-- REQUIREMENT --
Tally the lines in the material below that contain the string "positive", with case counting, and give only that number.

Start of MATERIAL FOR THE TASK

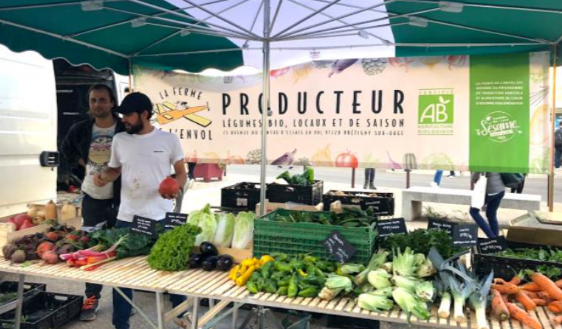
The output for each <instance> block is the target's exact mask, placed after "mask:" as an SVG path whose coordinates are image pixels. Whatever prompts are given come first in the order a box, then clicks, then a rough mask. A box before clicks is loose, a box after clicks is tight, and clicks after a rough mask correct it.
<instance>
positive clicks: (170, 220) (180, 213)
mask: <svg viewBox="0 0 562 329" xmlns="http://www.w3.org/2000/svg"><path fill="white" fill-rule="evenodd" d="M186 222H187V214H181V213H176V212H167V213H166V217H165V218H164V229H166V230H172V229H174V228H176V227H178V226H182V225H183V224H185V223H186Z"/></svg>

End of MATERIAL FOR THE TASK
Start of MATERIAL FOR THE TASK

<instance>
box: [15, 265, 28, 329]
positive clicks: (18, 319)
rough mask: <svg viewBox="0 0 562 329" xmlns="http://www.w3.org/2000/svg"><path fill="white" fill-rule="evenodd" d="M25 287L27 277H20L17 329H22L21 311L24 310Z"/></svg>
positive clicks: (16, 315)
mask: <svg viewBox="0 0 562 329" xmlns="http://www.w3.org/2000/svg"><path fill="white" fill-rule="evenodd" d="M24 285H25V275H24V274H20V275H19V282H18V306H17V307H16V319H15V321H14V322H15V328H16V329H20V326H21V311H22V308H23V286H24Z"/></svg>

End of MATERIAL FOR THE TASK

-- RESULT BELOW --
3